**STATED PROBLEM A**: In the text on Perl multimethods, what is the syntactic problem with declaring each variant of a multimethod separately?
**STATED PROBLEM B**: Continue the text on Perl multimethods from its last sentence.

**TEXT SEGMENT**:
┏━━
When I first read the docs for Class::MultiMethods, I was confused.
# IMPORT THE multimethod DECLARATION SUB...
use Class::Multimethods;
# DECLARE VARIOUS MULTIMETHODS CALLED find...
# 1. DO THIS IF find IS CALLED WITH A Container REF AND A Query REF...
multimethod find => (Container, Query)
=> sub { $_[0]->findquery($_[1]) };
# 2. DO THIS IF find IS CALLED WITH A Container REF AND A Sample REF...
multimethod find => (Container, Sample)
=> sub { $_[0]->findlike($_[1]) };
However, after a bit of time, I realized I was being silly and the syntax is actually not too bad. With how Perl works, that's one of the cleaner ways of describing things. I probably would have found it easier if I had seen it written like this:
multimethod find => (Container, Query) => sub {
my ( $container, $query ) = @_;
$container->findquery($query)
};
multimethod find => (Container, Sample) => sub {
my ( $container, $sample ) = @_;
$container->findlike($sample)
};
Ah, that's much clearer to me.
Now a more conventional syntax would be cleaner still:
multimethod find(Container $container, Query $query) {
$container->findquery($query);
};
multimethod find(Container $container, Sample $sample) {
$container->findlike($sample);
}
Now as it turns out, if you have multiple "multi" subs, you can wind up with complicated dispatching rules which may be fast in C, but in pure Perl, can slow things down (this was proposed for Perl6 and appears different from how Damian's Class::MultiMethods works):
Got that? Damian Conway summarizes this as "Unique least-inherited most-specialized match, or default." That's actually not too bad, but I still get a bit twitchy reading it. However, you can even get decent performance out of it you make heavy use of caching.
Regardless of whether you use Manhattan distance or some other technique to determine the correct dispatch of the MultiMethod, there are two problems with this approach, one syntactic, one implementation.
The syntactic problem is this:
multimethod find(Container $container, Query $query) {
$container->findquery($query);
};
multimethod find(Container $container, Sample $sample) {
$container->findlike($sample);
}
See the problem? No? OK, let's try again:
multimethod find(Container $container, Query $query) {
$container->findquery($query);
};
# 300 lines of code later
multimethod find(Container $container, Sample $sample) {
$container->findlike($sample);
}
Ah ha! Now you can see the problem. The syntax makes it very easy for the programmer to accidentally split up related sections of code and that makes maintenance harder. What I would like to see is something like this:
multimethod find ->
(Container $container, Query $query) {
$container->findquery($query);
},
(Container $container, Sample $sample) {
$container->findlike($sample);
};
I can't say that this is the exact syntax I would want, but it has the advantage that the programmer is forced to group the overloaded function/methods together.
┗━━
**EXTRACTED DATA**:
┏━━
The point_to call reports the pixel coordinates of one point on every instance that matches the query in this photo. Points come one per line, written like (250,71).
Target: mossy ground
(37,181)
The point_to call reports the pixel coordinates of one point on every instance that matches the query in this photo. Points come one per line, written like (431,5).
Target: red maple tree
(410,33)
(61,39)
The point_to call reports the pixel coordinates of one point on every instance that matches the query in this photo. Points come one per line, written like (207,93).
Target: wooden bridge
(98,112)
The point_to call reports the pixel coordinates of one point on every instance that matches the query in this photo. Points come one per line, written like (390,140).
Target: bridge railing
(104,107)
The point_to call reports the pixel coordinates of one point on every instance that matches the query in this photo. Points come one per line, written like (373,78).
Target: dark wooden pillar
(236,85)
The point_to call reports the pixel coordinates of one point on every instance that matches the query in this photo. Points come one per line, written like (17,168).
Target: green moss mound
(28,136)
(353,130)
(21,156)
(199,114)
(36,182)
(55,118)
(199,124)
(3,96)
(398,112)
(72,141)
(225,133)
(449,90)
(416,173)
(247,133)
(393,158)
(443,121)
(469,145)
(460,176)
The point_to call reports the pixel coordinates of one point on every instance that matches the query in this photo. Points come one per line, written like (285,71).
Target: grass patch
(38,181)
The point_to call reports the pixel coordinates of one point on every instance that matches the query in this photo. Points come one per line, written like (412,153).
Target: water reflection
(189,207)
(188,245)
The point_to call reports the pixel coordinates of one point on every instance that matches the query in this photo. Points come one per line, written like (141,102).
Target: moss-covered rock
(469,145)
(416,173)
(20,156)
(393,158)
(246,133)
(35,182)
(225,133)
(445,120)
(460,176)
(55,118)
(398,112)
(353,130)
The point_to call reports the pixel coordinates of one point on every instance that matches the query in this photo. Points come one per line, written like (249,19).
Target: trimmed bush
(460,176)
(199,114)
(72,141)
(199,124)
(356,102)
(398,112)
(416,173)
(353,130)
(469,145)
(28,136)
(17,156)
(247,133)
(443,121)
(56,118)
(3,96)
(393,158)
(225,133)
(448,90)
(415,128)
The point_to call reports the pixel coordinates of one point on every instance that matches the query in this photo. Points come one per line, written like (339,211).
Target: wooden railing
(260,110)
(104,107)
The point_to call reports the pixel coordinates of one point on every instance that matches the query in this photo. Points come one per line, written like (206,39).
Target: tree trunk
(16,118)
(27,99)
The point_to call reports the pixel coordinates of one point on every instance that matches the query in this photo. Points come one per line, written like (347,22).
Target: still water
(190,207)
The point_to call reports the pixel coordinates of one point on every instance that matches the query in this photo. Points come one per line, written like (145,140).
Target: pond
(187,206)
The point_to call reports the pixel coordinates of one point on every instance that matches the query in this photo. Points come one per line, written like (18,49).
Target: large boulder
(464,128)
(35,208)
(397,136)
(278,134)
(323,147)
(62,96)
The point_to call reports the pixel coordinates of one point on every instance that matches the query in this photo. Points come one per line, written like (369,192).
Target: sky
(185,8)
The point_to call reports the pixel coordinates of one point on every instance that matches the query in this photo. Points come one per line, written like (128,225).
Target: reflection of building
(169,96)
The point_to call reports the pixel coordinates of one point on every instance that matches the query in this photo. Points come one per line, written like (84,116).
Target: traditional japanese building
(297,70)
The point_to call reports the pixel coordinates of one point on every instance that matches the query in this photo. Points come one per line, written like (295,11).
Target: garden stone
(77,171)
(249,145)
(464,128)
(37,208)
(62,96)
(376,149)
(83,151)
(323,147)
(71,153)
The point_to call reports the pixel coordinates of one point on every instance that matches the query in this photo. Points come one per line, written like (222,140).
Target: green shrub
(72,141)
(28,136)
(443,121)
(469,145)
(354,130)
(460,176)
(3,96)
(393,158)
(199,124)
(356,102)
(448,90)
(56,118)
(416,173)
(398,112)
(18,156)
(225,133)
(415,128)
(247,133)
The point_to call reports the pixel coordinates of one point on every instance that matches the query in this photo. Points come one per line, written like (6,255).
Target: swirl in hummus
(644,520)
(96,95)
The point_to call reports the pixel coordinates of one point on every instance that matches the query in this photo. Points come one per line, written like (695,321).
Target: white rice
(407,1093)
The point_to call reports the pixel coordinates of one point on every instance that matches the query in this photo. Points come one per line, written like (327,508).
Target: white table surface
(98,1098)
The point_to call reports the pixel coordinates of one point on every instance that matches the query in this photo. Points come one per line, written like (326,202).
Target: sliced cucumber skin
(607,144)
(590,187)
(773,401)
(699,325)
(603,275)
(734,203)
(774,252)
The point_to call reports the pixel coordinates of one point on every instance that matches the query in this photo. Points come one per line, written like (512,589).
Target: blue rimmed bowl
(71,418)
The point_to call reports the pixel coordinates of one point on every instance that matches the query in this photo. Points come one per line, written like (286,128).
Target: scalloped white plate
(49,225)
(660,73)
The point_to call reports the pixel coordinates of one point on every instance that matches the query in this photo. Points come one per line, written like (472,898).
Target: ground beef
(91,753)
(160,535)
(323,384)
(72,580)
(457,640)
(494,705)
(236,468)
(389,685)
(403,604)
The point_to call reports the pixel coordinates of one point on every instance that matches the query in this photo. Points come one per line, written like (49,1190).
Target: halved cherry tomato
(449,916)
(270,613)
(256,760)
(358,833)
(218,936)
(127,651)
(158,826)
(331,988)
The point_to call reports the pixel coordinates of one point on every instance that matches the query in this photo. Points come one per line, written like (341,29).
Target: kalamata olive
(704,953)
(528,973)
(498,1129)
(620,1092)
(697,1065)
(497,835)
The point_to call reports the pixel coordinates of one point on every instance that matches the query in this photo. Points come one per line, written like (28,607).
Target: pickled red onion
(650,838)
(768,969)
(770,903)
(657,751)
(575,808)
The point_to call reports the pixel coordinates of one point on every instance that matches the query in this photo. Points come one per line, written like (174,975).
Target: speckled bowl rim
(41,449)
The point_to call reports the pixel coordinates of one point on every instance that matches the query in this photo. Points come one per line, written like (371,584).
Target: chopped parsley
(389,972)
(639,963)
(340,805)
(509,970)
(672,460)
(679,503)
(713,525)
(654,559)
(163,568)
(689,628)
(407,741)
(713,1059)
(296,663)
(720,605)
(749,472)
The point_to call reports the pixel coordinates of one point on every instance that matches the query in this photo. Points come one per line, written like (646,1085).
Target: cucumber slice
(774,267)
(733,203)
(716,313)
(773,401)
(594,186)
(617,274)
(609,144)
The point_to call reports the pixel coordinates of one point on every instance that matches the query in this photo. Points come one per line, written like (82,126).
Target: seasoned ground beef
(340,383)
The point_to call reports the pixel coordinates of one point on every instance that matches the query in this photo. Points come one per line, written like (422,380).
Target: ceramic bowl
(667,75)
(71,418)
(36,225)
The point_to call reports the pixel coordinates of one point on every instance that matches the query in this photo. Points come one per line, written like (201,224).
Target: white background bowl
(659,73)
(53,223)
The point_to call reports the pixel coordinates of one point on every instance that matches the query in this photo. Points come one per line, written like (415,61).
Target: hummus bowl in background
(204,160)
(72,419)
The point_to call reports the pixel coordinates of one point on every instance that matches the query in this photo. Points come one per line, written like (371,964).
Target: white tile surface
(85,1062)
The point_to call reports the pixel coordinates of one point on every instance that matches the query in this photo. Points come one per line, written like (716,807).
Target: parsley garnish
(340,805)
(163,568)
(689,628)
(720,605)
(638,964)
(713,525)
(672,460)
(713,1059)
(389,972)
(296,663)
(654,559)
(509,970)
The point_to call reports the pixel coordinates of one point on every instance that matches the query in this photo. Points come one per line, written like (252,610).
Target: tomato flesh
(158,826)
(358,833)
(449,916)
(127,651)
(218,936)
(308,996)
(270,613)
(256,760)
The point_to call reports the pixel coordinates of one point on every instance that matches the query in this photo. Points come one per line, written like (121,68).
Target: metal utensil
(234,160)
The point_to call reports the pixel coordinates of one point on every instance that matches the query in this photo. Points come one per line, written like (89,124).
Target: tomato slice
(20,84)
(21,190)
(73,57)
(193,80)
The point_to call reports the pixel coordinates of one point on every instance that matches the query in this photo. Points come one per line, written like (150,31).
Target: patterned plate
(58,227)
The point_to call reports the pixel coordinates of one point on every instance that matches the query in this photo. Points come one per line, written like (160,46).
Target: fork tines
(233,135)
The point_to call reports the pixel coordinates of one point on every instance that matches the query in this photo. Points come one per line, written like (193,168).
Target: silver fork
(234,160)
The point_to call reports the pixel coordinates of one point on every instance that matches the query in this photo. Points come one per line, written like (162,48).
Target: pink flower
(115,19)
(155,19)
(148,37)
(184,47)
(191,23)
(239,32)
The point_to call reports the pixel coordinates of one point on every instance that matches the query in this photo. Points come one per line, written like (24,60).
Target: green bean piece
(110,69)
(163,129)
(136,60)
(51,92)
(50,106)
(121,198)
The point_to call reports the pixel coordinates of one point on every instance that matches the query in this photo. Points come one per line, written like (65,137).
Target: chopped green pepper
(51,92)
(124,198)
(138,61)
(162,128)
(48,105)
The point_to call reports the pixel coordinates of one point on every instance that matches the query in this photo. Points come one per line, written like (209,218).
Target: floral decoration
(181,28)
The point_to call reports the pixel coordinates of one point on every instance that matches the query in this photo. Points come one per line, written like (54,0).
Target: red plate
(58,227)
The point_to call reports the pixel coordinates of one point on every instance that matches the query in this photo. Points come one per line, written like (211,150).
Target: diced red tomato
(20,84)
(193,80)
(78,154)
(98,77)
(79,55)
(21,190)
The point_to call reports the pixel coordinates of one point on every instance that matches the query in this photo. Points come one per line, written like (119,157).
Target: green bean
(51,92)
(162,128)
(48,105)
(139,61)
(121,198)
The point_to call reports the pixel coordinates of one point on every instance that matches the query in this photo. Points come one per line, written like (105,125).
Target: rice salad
┗━━
**TASK RESULT A**: The syntax makes it easy for the programmer to accidentally split up related sections of code, which makes maintenance harder.

**TASK RESULT B**:
The other problem is lack of support for allomorphism (classes unrelated by inheritance which still have semantically equivalent sets or subsets of methods). For example, consider this pseudo-code for Perl5:
multi method get_customer (CGI $query) {
my $customer = $query->param('customer') or croak $some_message;
return Customer->new($customer);
}
This assumes that the argument is an instance of CGI.pm. But what if you like CGI::Simple? It has the same interface (without the HTML stuff), passes all of the CGI.pm tests, but is lighter and faster. It should work for the above, but it fails because the type is hardcoded when it's the behaviors we're really interested in. Further, because of Perl's poor introspection, it's not possible to know if two methods are semantically equivalent (in other words, do they have the same signatures and return types?)
This raises another interesting problem, though. There's a well-known ambiguous dispatch problem with MMD. Let's say that Cat and Dog inherit from a Mammal class.
multi sub sausage (Cat $cat, Mammal $mammal) {
# do something
}
multi sub sausage (Mammal $mammal, Dog, $dog) {
# do something
}
Which gets calls with sausage($cat, $dog);? It's ambiguous and can't get resolved. However, these tend to arise when you have more than one argument to the function or method (excluding the invocant, if any). But what about allomorphism? Imagine a system that let's you supply signatures to fall back on if you don't have the exact class you want:
multi sausage (Mammal $mammal) {
make_sausage($mammal);
}
# "{ void cry_for_help(void) }" is a signature which means
# we can dispatch to any instance which provides this
multi sausage (AnyThing $thing { void cry_for_help(void) } ) {
$thing->cry_for_help; # before being ground
make_sausage($thing);
}
Now we assume by default that the mammal class does not have a &cry_for_help method. What if we apply a Beg trait to a mammal subclass for a mammal which ordinarily cannot make noise, but the Beg trait supplies the cry_for_help method? Which of the above methods should be called? It might be the first method since that's a mammal, but it might be the second since that allows it to cry for help. Depending upon what each function does, we could argue for either. Should we favor behavior over classes in this case?
Are there simple answers to these problems? I don't know, but I suspect there aren't. Creating an allomorphic MMD system is likely to introduce plenty of bugs in programmers code and while allomorphism solves some complexity problems, it seems to introduce others.
Ah ha! Now you can see the problem. The syntax makes it very easy for the programmer to accidentally split up related sections of code and that makes maintenance harder.
Well, this makes the assumption that the two methods are related in some way other than having the same name. When you think of classes being a collection of methods and attributes (or fields or instance variables or whatever you wanna call them), then the idea of splitting up this multi-method across 300 lines of code is horrid. But if you flip that assumption over (because it is only an assumption, and not a hard and fast rule of all OO systems) and look at methods as being first class things on par with classes, it does not seem to be such a problem.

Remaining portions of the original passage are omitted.